▶ WORK TO DO:
Rewrite the lines from the start through the line containing "[[[0,65],[42,77],[256,75],[256,1],[1,0]]]", replacing "even-odd" with "nonzero" and leaving everything else unchanged.
─── LISTING ───
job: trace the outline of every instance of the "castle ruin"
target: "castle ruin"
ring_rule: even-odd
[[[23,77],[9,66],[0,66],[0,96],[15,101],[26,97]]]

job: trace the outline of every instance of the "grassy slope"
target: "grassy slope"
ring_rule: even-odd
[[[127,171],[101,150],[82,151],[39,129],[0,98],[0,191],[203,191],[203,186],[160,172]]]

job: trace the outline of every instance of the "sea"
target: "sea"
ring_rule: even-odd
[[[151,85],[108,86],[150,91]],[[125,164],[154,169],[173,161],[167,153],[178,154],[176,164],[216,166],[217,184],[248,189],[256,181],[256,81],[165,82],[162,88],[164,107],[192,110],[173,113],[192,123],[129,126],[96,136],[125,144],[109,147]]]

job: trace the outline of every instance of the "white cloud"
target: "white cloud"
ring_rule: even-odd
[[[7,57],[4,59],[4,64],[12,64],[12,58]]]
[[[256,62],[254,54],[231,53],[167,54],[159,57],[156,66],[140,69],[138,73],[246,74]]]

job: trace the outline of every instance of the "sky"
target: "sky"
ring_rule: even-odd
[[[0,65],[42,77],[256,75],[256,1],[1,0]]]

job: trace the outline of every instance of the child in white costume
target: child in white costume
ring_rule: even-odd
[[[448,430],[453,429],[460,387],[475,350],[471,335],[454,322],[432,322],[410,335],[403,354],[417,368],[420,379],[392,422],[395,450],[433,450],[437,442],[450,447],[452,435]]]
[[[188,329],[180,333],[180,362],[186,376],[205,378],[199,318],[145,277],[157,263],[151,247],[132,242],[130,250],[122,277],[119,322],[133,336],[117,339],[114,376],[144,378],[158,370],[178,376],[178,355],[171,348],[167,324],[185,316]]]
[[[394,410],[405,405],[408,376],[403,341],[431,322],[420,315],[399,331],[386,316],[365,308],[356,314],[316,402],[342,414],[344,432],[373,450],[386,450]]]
───
▶ REPLY:
job: trace the outline of every instance of the "castle ruin"
target: "castle ruin"
ring_rule: nonzero
[[[23,77],[9,66],[0,66],[0,96],[15,101],[26,97]]]

job: trace the outline of every instance of the "grassy slope"
target: "grassy slope"
ring_rule: nonzero
[[[127,171],[101,150],[82,151],[39,129],[0,98],[0,191],[203,191],[203,186],[160,172]]]

job: trace the outline of every instance of the "sea"
target: "sea"
ring_rule: nonzero
[[[151,85],[108,86],[150,91]],[[125,164],[154,169],[173,161],[167,153],[178,154],[176,164],[216,166],[217,184],[248,189],[256,181],[256,81],[165,82],[162,88],[164,107],[192,110],[173,113],[192,123],[129,126],[96,136],[125,144],[109,147]]]

job: trace the outline of every instance of the "white cloud"
target: "white cloud"
ring_rule: nonzero
[[[7,57],[4,59],[4,64],[12,64],[12,58]]]
[[[256,62],[254,54],[231,53],[167,54],[159,57],[156,66],[140,69],[138,73],[246,74]]]

job: trace the outline of every instance of the "sky"
target: "sky"
ring_rule: nonzero
[[[0,65],[42,77],[256,75],[256,1],[1,0]]]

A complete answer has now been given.